§ TASK INSTRUCTIONS
Show every line in the records below that contains the string "puppy". Case matters.

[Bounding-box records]
───
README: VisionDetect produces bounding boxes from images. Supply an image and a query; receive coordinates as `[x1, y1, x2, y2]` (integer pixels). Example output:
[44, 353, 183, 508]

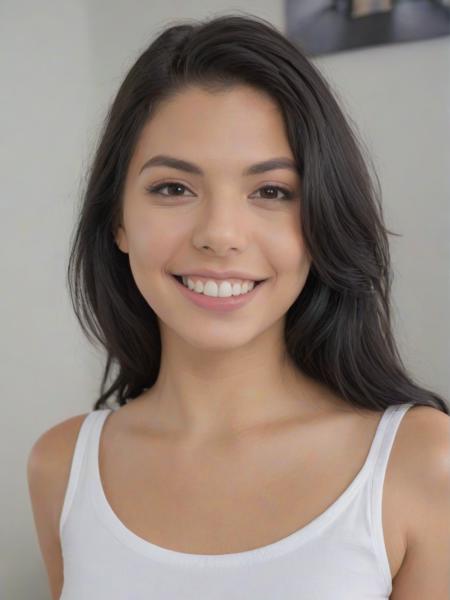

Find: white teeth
[182, 277, 255, 298]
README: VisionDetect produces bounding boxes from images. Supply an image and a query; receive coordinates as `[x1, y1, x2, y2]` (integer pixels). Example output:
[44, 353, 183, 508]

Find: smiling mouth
[171, 273, 267, 287]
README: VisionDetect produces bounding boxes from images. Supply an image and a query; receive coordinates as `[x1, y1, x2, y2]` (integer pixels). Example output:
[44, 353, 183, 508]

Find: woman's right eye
[146, 182, 192, 196]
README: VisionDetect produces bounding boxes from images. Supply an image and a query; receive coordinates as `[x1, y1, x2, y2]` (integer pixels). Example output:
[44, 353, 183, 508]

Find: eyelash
[146, 181, 294, 202]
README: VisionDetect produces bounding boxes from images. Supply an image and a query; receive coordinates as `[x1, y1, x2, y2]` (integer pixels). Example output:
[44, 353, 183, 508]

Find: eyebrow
[139, 154, 297, 175]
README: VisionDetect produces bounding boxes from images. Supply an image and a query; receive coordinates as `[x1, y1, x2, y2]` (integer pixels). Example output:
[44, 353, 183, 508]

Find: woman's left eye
[251, 185, 294, 200]
[146, 181, 294, 200]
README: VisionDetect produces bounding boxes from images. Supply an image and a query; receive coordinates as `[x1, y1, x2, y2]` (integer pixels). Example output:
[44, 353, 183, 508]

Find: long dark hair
[67, 13, 450, 414]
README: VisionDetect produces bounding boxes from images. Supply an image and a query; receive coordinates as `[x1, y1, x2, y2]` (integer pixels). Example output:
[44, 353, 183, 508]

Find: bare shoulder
[27, 413, 89, 530]
[27, 413, 89, 599]
[391, 406, 450, 600]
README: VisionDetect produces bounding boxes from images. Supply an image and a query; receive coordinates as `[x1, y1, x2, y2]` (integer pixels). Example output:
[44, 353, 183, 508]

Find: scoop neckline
[90, 406, 396, 567]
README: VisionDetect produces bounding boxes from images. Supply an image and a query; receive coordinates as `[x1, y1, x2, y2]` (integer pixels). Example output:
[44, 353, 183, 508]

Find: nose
[193, 198, 248, 256]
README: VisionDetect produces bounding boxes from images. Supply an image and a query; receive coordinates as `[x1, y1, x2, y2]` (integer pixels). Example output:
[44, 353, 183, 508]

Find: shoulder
[398, 406, 450, 505]
[27, 413, 89, 532]
[391, 406, 450, 600]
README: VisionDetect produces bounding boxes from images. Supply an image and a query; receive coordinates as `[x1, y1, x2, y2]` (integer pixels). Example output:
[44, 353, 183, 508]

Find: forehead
[129, 86, 293, 177]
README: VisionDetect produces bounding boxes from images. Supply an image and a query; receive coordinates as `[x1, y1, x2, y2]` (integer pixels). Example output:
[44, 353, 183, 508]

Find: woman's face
[116, 85, 310, 350]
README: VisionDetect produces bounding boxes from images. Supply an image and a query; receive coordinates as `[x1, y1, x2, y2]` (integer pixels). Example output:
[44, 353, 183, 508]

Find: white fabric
[60, 404, 412, 600]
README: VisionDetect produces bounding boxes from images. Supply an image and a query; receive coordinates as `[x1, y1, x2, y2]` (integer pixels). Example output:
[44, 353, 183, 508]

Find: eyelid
[145, 179, 296, 200]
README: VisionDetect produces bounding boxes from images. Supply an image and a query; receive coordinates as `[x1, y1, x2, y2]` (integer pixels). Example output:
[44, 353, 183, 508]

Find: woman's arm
[390, 407, 450, 600]
[27, 414, 86, 600]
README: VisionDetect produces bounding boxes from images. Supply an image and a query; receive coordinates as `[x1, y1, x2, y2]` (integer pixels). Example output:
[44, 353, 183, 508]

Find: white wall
[0, 0, 450, 600]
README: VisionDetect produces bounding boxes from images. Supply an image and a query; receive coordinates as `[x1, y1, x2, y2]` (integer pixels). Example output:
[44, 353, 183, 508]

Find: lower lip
[171, 275, 267, 312]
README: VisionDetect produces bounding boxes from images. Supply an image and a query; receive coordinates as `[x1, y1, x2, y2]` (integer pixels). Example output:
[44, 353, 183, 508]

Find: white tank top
[60, 404, 412, 600]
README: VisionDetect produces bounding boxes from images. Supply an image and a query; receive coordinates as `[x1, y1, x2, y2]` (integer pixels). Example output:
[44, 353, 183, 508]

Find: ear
[114, 225, 128, 254]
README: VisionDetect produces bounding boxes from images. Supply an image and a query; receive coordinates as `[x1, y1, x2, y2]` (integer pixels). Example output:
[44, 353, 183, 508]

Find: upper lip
[174, 269, 264, 281]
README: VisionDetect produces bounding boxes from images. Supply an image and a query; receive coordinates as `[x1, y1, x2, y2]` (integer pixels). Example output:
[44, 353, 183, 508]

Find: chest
[99, 415, 405, 577]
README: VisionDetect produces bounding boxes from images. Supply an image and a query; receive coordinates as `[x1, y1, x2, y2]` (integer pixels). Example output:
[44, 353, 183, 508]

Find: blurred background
[0, 0, 450, 600]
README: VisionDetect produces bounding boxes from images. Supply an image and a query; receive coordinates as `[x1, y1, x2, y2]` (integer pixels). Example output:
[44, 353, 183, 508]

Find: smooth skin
[28, 86, 450, 600]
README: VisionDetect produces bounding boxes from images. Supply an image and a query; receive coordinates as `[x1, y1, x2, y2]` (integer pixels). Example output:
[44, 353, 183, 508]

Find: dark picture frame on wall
[285, 0, 450, 56]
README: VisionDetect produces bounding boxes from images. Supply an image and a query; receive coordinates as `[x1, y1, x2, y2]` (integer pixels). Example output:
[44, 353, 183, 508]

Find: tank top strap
[368, 403, 414, 589]
[59, 408, 112, 538]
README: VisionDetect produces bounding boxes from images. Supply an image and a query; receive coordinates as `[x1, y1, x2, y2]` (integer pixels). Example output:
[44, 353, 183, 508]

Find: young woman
[28, 10, 450, 600]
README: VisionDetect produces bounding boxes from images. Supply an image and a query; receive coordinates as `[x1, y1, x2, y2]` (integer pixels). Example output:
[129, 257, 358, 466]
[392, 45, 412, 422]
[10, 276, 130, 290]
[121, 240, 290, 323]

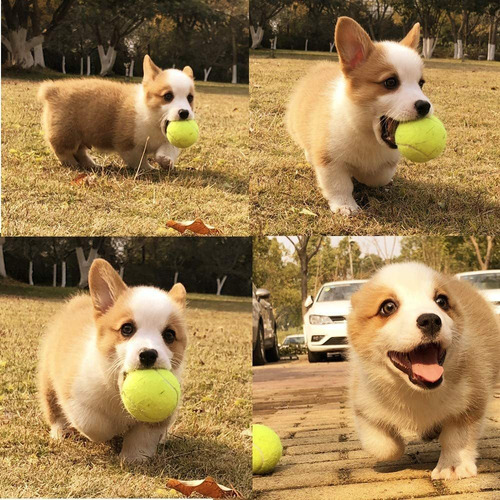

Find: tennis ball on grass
[167, 120, 199, 148]
[121, 369, 181, 422]
[395, 115, 446, 163]
[252, 424, 283, 474]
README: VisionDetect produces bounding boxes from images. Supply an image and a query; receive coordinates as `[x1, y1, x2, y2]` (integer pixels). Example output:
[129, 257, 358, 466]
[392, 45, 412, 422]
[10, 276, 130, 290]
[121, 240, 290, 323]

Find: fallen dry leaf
[167, 476, 243, 498]
[71, 174, 96, 186]
[167, 219, 221, 235]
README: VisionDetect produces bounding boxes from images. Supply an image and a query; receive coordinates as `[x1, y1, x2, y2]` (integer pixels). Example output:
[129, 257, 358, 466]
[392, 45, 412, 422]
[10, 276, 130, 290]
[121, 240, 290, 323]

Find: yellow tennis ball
[121, 369, 181, 422]
[395, 115, 446, 163]
[252, 424, 283, 474]
[167, 120, 199, 148]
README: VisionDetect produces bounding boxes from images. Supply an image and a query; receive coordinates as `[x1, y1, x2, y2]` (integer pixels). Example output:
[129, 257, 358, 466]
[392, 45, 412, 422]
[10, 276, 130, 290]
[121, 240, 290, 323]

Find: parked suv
[457, 269, 500, 314]
[304, 280, 366, 363]
[252, 288, 280, 365]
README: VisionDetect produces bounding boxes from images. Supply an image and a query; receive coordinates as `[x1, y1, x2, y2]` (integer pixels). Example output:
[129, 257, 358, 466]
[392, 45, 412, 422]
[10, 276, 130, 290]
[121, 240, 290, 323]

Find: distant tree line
[253, 236, 500, 329]
[0, 237, 252, 296]
[250, 0, 500, 61]
[2, 0, 248, 83]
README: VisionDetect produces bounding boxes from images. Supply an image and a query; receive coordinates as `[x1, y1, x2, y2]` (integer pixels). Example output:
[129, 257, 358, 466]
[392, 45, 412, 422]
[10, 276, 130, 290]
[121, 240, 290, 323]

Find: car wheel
[266, 333, 280, 363]
[307, 349, 325, 363]
[253, 323, 266, 365]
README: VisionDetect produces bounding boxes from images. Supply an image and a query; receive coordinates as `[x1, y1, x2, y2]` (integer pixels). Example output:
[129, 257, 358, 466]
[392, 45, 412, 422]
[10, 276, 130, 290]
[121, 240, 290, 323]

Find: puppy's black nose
[139, 349, 158, 368]
[415, 100, 431, 116]
[417, 313, 442, 337]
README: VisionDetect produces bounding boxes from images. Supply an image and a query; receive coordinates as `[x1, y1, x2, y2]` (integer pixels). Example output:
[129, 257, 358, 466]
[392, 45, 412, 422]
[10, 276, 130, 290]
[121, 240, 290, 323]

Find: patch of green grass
[0, 287, 252, 498]
[2, 71, 249, 236]
[250, 50, 500, 235]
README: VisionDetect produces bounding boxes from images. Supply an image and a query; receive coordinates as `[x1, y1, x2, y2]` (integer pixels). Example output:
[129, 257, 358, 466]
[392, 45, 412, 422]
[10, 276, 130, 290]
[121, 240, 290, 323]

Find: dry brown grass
[2, 73, 249, 236]
[250, 51, 500, 235]
[0, 285, 252, 498]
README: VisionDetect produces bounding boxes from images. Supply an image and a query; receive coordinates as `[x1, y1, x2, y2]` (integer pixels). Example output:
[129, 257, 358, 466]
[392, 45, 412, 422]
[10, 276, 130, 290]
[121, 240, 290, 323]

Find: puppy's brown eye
[384, 76, 399, 90]
[162, 328, 175, 344]
[434, 294, 450, 311]
[120, 323, 135, 337]
[378, 300, 398, 316]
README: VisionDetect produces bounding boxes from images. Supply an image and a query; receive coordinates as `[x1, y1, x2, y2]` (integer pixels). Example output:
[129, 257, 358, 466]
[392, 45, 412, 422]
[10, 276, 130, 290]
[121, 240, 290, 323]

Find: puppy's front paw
[155, 155, 174, 170]
[120, 450, 151, 464]
[329, 200, 360, 217]
[431, 459, 477, 479]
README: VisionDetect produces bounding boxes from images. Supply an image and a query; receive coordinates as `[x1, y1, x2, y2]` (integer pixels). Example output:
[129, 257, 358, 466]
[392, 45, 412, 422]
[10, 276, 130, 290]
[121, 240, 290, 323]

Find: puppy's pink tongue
[409, 345, 444, 382]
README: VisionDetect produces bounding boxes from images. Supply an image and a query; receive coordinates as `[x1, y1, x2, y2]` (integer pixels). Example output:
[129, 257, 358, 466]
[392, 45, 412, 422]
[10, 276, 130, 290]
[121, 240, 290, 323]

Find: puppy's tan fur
[38, 56, 194, 168]
[39, 259, 187, 461]
[348, 263, 500, 479]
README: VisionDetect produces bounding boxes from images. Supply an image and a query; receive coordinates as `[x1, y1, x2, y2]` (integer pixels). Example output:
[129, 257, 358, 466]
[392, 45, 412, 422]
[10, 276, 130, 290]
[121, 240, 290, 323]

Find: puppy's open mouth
[380, 115, 399, 149]
[387, 343, 446, 389]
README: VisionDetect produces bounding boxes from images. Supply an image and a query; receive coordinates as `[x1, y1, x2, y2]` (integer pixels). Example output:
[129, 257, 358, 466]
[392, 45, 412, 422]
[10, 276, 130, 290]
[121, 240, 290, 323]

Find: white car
[304, 280, 366, 363]
[456, 269, 500, 314]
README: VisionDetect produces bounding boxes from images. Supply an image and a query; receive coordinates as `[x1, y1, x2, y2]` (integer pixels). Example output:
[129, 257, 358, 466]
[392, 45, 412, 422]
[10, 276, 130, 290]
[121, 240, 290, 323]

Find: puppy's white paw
[431, 459, 477, 479]
[155, 155, 174, 170]
[120, 450, 151, 464]
[329, 200, 361, 217]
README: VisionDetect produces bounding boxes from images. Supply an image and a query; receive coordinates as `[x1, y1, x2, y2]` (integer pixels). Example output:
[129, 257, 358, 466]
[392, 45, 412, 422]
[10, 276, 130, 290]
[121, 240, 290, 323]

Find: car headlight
[309, 314, 333, 325]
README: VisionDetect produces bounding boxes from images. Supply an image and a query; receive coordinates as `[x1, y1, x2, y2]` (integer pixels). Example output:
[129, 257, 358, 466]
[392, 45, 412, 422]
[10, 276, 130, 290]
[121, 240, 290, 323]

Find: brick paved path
[253, 359, 500, 500]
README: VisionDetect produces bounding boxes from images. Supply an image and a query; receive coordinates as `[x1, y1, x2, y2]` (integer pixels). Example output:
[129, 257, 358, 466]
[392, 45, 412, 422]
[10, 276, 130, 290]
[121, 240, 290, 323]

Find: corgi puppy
[38, 55, 194, 169]
[286, 17, 433, 215]
[39, 259, 187, 462]
[348, 263, 500, 479]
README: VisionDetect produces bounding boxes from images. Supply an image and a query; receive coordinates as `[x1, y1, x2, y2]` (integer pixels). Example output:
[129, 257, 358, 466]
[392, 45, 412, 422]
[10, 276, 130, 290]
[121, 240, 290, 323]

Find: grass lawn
[250, 50, 500, 235]
[0, 284, 252, 498]
[2, 71, 249, 236]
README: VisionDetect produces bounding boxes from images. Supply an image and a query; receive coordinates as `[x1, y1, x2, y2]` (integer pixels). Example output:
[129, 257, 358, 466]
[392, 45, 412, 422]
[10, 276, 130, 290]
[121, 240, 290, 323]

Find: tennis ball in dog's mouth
[121, 369, 181, 423]
[252, 424, 283, 474]
[395, 115, 446, 163]
[167, 120, 199, 148]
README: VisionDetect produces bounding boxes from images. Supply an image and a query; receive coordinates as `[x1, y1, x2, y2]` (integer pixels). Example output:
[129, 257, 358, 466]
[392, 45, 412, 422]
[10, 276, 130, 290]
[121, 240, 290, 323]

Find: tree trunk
[75, 247, 97, 288]
[33, 41, 45, 68]
[231, 28, 238, 83]
[0, 237, 7, 278]
[97, 45, 116, 76]
[2, 28, 45, 69]
[61, 260, 66, 288]
[28, 260, 33, 285]
[217, 274, 227, 295]
[250, 26, 264, 49]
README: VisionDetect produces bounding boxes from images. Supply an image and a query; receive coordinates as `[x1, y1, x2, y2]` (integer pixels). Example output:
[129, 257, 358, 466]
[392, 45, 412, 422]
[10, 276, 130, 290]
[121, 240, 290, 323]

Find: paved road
[253, 357, 500, 500]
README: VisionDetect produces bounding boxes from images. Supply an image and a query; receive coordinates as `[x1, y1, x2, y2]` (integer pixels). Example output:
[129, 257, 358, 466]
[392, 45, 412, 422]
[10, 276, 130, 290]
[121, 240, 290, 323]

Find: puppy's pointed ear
[142, 54, 161, 81]
[89, 259, 127, 317]
[168, 283, 186, 309]
[335, 16, 375, 75]
[399, 23, 420, 50]
[182, 66, 194, 80]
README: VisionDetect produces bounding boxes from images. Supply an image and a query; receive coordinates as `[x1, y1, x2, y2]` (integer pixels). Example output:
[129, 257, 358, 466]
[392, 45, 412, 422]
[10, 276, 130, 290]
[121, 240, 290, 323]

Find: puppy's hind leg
[314, 165, 359, 215]
[354, 414, 405, 461]
[39, 370, 69, 440]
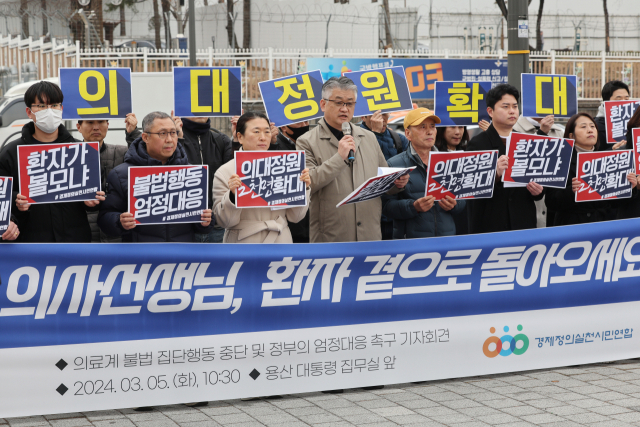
───
§ RESPONSE TO THE EXERCISE
Find: puppy's black nose
Find: puppy's brown eye
Find: puppy's front paw
Find: puppy's pink tongue
Find: puppy's tan fur
Find: puppy's open mouth
Find: puppy's white paw
Find: corgi puppy
Find: puppy's pointed ear
Find: puppy's hind leg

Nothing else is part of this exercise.